[Document passage start]
Ivan Sag died on September 10, 2013, after a long illness. He is survived by his wife, Stanford sociolinguistics professor Penny Eckert. In a career spanning four decades, he published over 100 articles and 10 books, centered on the theme of developing precise, implementable, testable, psychologically plausible, and scalable models of natural language, especially syntax and semantics.
Sag earned a B.A. from the University of Rochester (1971), an M.A. from the University of Pennsylvania (1973) and a Ph.D. from MIT (1976), all in Linguistics. He held teaching positions at the University of Pennsylvania (1976–1979) and Stanford University (1979–2013) where he was the Sadie Dunham Patek Professor in Humanities since 2008. In addition, he taught at ten LSA Linguistic Institutes (most recently as the Edward Sapir Professor at the Linguistic Institute at the University of Colorado, Boulder, in 2011), at five ESSLLIs, as well as in summer schools or other visiting positions at NTNU (Trondheim), Université de Paris 7, Rijksuniversiteit Utrecht, the University of Rochester, the University of Chicago, and Harvard University. At Stanford he was a founding member of and active participant in the Center for the Study of Language and Information (CSLI), which housed the HPSG and LinGO projects. He was also a key member of the group of faculty that developed and launched the Symbolic Systems program (in 1985) and was director of Symbolic Systems from 2000–2001 and 2005–2009. Among other honors, he was elected to the American Academy of Arts and Sciences in 2007 and named a Fellow of the Linguistic Society of America in 2008.
[Document passage end]
[Listed records start]
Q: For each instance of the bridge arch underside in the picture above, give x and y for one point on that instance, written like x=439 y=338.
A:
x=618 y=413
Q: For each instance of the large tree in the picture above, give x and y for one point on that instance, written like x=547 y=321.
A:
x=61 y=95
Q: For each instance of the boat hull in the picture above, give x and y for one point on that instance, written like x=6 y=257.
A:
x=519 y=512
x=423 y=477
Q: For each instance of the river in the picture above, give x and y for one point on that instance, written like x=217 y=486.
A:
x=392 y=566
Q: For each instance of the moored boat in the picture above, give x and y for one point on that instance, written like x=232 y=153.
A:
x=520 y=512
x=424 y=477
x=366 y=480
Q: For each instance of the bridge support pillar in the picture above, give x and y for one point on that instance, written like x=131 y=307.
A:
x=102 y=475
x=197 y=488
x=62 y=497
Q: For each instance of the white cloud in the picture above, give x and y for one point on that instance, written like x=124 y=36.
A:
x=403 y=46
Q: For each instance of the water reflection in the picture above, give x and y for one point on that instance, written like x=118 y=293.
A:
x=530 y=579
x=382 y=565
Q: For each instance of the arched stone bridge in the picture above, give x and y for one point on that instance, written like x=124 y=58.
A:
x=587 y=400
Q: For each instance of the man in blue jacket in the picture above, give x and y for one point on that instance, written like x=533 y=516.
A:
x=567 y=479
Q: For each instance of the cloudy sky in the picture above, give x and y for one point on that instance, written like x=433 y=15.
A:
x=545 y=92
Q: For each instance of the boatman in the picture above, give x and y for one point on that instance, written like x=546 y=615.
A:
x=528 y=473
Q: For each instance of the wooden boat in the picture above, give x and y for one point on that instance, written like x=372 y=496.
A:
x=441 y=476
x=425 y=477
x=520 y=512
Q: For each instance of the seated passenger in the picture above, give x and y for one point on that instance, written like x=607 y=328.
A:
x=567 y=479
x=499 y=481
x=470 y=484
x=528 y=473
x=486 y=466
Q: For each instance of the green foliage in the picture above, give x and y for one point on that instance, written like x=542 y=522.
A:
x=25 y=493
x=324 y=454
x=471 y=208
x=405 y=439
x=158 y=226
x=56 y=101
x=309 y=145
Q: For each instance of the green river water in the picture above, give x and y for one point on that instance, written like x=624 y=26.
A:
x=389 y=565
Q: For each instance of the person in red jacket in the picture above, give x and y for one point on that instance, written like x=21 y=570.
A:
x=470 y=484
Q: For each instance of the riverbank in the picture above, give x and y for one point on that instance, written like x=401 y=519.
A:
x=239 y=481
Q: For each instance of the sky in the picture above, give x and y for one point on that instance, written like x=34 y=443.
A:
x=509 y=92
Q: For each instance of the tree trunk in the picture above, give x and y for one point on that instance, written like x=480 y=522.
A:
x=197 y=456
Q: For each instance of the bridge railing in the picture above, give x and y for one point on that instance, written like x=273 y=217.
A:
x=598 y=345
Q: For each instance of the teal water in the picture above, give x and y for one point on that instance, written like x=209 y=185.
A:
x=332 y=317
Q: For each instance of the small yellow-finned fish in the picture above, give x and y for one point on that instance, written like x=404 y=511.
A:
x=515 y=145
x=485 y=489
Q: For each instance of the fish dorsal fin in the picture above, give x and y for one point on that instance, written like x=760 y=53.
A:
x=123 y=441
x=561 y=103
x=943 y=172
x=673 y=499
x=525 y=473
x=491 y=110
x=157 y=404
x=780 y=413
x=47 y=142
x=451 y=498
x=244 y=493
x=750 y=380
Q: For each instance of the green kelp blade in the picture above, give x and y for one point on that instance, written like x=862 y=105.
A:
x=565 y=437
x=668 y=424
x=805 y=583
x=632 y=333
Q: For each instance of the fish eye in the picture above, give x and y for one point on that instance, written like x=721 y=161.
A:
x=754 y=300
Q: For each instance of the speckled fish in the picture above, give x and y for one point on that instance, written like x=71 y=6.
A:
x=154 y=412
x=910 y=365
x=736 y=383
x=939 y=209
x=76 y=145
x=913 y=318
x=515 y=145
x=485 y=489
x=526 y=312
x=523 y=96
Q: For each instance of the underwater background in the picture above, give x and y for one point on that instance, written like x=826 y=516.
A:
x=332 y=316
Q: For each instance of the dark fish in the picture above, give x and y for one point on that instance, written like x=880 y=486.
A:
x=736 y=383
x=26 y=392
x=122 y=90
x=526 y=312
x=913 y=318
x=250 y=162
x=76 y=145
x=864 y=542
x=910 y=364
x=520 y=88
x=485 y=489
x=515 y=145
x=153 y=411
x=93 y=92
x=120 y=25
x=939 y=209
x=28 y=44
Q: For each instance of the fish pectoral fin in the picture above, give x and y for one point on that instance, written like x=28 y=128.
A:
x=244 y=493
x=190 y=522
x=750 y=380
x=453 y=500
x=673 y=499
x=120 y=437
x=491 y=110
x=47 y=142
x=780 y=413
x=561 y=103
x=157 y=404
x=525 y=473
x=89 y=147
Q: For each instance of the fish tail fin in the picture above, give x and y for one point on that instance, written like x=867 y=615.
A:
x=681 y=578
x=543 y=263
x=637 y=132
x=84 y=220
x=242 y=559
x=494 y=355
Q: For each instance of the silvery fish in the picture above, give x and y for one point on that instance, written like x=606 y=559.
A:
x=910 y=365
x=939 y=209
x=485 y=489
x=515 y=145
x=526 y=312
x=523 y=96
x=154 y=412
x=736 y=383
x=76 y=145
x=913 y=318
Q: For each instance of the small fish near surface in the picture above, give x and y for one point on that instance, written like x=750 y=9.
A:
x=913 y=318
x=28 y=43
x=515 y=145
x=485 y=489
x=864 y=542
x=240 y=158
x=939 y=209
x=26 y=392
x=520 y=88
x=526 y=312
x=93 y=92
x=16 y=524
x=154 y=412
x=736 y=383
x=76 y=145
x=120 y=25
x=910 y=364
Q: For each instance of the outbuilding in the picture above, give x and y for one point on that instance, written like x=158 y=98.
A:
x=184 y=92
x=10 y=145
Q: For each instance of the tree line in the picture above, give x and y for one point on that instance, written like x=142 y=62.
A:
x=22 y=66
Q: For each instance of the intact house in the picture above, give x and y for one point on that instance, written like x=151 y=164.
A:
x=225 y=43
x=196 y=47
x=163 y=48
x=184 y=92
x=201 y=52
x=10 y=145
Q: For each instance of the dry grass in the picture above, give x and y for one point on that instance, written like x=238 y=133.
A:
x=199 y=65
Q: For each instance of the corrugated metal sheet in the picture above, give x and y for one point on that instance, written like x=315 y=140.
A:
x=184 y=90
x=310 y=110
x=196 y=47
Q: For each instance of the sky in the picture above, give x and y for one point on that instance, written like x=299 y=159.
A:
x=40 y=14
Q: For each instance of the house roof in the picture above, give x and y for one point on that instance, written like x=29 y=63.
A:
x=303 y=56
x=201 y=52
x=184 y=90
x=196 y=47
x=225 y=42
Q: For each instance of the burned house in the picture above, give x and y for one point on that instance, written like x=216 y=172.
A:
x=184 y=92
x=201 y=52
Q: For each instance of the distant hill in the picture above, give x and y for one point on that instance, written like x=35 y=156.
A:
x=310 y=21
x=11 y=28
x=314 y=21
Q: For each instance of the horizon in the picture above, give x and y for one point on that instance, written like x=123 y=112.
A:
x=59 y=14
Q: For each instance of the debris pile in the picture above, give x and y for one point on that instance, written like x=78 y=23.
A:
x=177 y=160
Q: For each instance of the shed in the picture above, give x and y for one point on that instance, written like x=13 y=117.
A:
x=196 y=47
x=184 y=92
[Listed records end]
• _Task requirements_:
(a) Answer these from the passage on Ivan Sag:
(i) On what date did he die?
(ii) From which institution did he receive his Ph.D., and in what year?
(iii) In what year was he elected to the American Academy of Arts and Sciences?
(b) Put this sentence from the passage on Ivan Sag into Spanish: "He is survived by his wife, Stanford sociolinguistics professor Penny Eckert."
(c) Write what comes next in the passage on Ivan Sag, picking up after its final sentence.

• _Responses by task_:
(a)
(i) September 10, 2013
(ii) MIT, 1976
(iii) 2007

(b) Le sobrevive su esposa, Penny Eckert, profesora de sociolingüística en Stanford.

(c)
Sag's advisor was Noam Chomsky; throughout his career, he saw himself as furthering what he understood to be the original Chomskyan enterprise. However, in the late 1970s, he broke with the Chomskyan mainstream because he felt it had abandoned central aspects of that original enterprise. Here's how Sag told the story to Ta! magazine in 1993:
Well, it has always been hard for me to reconcile the original Chomskyan research goals and methods with most of the modern work that goes on. Though Chomsky has denied this. Current work in so-called Government and Binding Theory is basically formulating ideas in ways that are so loose that they do not add up to precisely constructing hypotheses about the nature of language.
All too often, people throw around formalisms that have no precise interpretation and the consequences of particular proposals are absolutely impossible to assess. In my opinion that is just not the way to do science. I think that the original goals of generative grammar do constitute a set of desiderata for the science of language that one can try to execute with much greater success than current work in GB has achieved or is likely to, given the directions it seems to be going in.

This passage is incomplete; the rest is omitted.